**EXERCISE BRIEF**
Write out, word for word, the whole passage below about Anselmo's years at the Tejon Ranch and in Tehachapi.

Upon leaving the rancheria (Tejon Ranch) he gave his good cattle dog to his friend Mariano. The two men bragged that the dog, an Australian Shepherd named Pancho, could understand two languages. They said that the commands needed to herd cattle would be obeyed in either English or Spanish. Pancho, the bilingual dog, would immediately respond to either language.
During this period, Maria, Anselmo's wife, died in 1933. He then left Tehachapi and went to work at the Lebec area of the Tejon Ranch, on the old dairy farm there. His daughter Lucy went with him to keep house. His young granddaughters, Charlotte Leiva and Mary Louise (Dee Dee) Azveda/Rodriguez, were often visitors at the Lebec ranch and were given horseback rides either in front of him as he rode or by themselves as he carefully led the animal.
Back into retirement, he returned to Tehachapi and took an active part in the family life of his children. Charlotte and Dee Dee both recall that in their early teens their grandfather would escort them to the Saturday night dances in Tehachapi at the French Hotel on the corner of F and Green streets (Hitching Post Theater location). Dancing was fun but grandfather was their escort home until they became a little older.

**EXTRACTED RECORDS**
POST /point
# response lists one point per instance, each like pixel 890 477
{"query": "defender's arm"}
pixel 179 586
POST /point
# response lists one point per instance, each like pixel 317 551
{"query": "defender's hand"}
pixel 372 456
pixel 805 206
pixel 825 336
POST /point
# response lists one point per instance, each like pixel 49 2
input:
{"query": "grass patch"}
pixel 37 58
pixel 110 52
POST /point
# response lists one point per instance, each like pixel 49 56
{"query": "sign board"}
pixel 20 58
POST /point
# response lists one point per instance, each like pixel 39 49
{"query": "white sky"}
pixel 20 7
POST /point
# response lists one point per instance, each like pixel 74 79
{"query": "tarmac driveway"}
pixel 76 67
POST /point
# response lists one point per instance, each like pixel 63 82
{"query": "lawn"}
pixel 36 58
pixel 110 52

**ANSWER BELOW**
Upon leaving the rancheria (Tejon Ranch) he gave his good cattle dog to his friend Mariano. The two men bragged that the dog, an Australian Shepherd named Pancho, could understand two languages. They said that the commands needed to herd cattle would be obeyed in either English or Spanish. Pancho, the bilingual dog, would immediately respond to either language.
During this period, Maria, Anselmo's wife, died in 1933. He then left Tehachapi and went to work at the Lebec area of the Tejon Ranch, on the old dairy farm there. His daughter Lucy went with him to keep house. His young granddaughters, Charlotte Leiva and Mary Louise (Dee Dee) Azveda/Rodriguez, were often visitors at the Lebec ranch and were given horseback rides either in front of him as he rode or by themselves as he carefully led the animal.
Back into retirement, he returned to Tehachapi and took an active part in the family life of his children. Charlotte and Dee Dee both recall that in their early teens their grandfather would escort them to the Saturday night dances in Tehachapi at the French Hotel on the corner of F and Green streets (Hitching Post Theater location). Dancing was fun but grandfather was their escort home until they became a little older.